> AIM:
Below is a listing; reproduce each line of it exactly.

Coordinate labeling data
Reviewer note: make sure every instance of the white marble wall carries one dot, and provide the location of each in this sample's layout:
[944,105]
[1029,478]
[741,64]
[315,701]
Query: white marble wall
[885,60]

> PROBLEM SOLUTION:
Reviewer note: make sure every instance of the white marble wall carries one dot, and provide the location of each in this sample's layout:
[944,105]
[1029,478]
[741,64]
[315,701]
Query: white marble wall
[885,60]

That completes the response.